## Document text
[Start of Attachment]

In reply:

Walton et al. discuss two points regarding the selection of tagging SNPs (tSNPs) for genetic association studies. The first relates to the genomic boundaries within which tSNPs are selected. The computational constraints on multiple-marker methods of selecting tSNPs make it impractical to consider contiguous stretches of sequence beyond a certain size; beyond this, it is necessary to follow some scheme to subdivide the region. Walton et al. note that the division selected for one of our regions, the polygenic CYP2C region, will influence the tSNP efficiency (i.e., minimizing the number of tSNPs needed to achieve a desired level of power against untyped causal variants). Second, Walton et al. note that there may be long-range haplotypes extending across genes in the CYP2C cluster that may form functional units. As general principles, we agree with both these points. In fact, we were among the first to show that combining smaller regions into single large ones, where possible, led to considerable increases in SNP tagging efficiency1. We also think that the occurrence of two or more genes in strong linkage disequilibrium (LD) could make it useful to consider intergene haplotypes as integrated units in association studies.

[End of Attachment]

## Listed entries
[Start of Attachment]

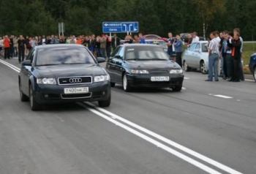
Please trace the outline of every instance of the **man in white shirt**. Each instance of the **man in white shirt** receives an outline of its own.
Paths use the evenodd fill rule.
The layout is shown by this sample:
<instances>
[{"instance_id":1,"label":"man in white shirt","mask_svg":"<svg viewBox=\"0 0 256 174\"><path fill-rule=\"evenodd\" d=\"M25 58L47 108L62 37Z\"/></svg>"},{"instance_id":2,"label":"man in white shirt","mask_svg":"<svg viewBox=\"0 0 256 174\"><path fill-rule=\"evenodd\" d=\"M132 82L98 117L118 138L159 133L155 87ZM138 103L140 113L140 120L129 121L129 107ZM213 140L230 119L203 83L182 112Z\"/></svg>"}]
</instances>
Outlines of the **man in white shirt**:
<instances>
[{"instance_id":1,"label":"man in white shirt","mask_svg":"<svg viewBox=\"0 0 256 174\"><path fill-rule=\"evenodd\" d=\"M192 43L194 42L199 42L199 37L197 37L197 33L194 31L193 32L193 39L192 39Z\"/></svg>"},{"instance_id":2,"label":"man in white shirt","mask_svg":"<svg viewBox=\"0 0 256 174\"><path fill-rule=\"evenodd\" d=\"M214 80L219 81L218 79L218 59L219 57L219 42L216 39L216 32L211 32L210 34L211 40L209 43L209 61L208 61L208 75L206 81L213 81L214 72Z\"/></svg>"}]
</instances>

[End of Attachment]

## Tasks and exercises
1. Translate this sentence from the reply on tagging SNP selection into Spanish: "The first relates to the genomic boundaries within which tSNPs are selected."
2. List every parenthetical insertion in the reply on tagging SNP selection, without the parentheses.
Work only from the reply on tagging SNP selection.

## Answers by item number
1. El primero se refiere a los límites genómicos dentro de los cuales se seleccionan los tSNP.

2.
- tSNPs
- i.e., minimizing the number of tSNPs needed to achieve a desired level of power against untyped causal variants
- LD